[Exercise prompt]:
Copy the listing below line for line, from its opening line to the one with "positive clicks: (284, 186)", both included; stop there.

[Data under study]:
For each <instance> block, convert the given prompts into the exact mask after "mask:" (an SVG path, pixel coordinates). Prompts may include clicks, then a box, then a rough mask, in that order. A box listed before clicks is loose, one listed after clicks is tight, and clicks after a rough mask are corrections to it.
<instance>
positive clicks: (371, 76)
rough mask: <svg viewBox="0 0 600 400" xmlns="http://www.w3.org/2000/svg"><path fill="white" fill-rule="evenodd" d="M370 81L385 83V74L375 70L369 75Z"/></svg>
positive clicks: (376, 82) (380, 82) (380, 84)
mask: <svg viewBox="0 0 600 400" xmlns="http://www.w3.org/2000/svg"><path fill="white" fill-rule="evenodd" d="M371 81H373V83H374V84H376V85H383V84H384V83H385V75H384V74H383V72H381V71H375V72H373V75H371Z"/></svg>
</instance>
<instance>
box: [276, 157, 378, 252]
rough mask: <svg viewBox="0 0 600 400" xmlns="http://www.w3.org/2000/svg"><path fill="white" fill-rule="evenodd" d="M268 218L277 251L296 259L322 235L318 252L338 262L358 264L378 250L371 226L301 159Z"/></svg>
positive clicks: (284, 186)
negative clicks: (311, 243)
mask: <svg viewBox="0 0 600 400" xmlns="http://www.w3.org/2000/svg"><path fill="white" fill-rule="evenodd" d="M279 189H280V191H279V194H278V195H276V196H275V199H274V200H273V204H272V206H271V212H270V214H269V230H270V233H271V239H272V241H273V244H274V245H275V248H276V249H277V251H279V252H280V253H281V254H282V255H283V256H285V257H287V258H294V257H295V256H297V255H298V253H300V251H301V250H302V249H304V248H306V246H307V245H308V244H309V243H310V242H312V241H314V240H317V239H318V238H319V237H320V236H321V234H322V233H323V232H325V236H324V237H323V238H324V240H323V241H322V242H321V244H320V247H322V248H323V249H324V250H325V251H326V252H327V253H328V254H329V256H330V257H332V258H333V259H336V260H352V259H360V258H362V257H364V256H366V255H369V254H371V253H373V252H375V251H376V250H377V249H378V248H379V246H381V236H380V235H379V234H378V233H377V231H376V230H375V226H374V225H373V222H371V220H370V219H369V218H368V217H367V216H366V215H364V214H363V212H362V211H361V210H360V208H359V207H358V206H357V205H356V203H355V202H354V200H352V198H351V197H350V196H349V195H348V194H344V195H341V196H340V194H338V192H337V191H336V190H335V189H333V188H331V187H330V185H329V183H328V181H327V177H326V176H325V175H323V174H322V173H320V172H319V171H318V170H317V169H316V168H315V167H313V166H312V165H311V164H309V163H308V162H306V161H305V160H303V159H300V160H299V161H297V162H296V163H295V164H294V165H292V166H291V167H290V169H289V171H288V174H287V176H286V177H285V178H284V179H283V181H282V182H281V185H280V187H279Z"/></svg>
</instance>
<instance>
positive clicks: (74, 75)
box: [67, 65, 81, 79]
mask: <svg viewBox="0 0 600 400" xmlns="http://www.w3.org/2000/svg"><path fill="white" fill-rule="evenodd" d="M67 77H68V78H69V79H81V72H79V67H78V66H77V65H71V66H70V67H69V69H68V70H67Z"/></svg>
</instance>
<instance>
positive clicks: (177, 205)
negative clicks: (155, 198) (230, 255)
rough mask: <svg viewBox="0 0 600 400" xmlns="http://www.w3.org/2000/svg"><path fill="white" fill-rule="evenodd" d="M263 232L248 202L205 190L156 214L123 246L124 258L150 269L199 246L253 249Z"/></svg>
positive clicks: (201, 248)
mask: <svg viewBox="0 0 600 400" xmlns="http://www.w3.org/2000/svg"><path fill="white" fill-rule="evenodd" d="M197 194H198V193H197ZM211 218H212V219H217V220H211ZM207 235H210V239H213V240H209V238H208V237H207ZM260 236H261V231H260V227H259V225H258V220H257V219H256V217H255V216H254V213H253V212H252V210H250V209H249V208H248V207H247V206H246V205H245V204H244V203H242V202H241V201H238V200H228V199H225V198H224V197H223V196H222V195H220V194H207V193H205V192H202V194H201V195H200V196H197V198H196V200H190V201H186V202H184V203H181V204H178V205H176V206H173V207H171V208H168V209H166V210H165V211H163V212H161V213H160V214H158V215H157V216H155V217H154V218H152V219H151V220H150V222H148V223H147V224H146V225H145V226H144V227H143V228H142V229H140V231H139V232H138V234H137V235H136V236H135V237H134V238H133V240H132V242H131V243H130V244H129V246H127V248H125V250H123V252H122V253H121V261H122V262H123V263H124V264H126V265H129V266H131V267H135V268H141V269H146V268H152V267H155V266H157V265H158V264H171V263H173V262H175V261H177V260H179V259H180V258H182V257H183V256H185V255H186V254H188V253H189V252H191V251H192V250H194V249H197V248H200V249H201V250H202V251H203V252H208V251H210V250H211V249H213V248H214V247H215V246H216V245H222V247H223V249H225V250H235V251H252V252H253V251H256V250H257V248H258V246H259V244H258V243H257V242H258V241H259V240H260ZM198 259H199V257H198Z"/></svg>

[Response for this exercise]:
For each <instance> block, convert the given prompts into the exact mask after "mask:" (an SVG path, pixel coordinates). Prompts may include clicks, then a box, then a rough mask, in that order. A box listed before clicks is loose, one listed after clicks is tight, and clicks after a rough mask are corrections to it.
<instance>
positive clicks: (371, 76)
rough mask: <svg viewBox="0 0 600 400" xmlns="http://www.w3.org/2000/svg"><path fill="white" fill-rule="evenodd" d="M370 81L385 83V74L375 70L369 75Z"/></svg>
positive clicks: (376, 82) (380, 82) (380, 84)
mask: <svg viewBox="0 0 600 400" xmlns="http://www.w3.org/2000/svg"><path fill="white" fill-rule="evenodd" d="M371 81H373V83H374V84H376V85H383V84H384V83H385V75H384V74H383V72H381V71H375V72H373V75H371Z"/></svg>
</instance>
<instance>
box: [276, 157, 378, 252]
rough mask: <svg viewBox="0 0 600 400" xmlns="http://www.w3.org/2000/svg"><path fill="white" fill-rule="evenodd" d="M268 218L277 251L296 259L322 235L318 252L338 262L358 264L378 250L371 226L301 159Z"/></svg>
positive clicks: (284, 186)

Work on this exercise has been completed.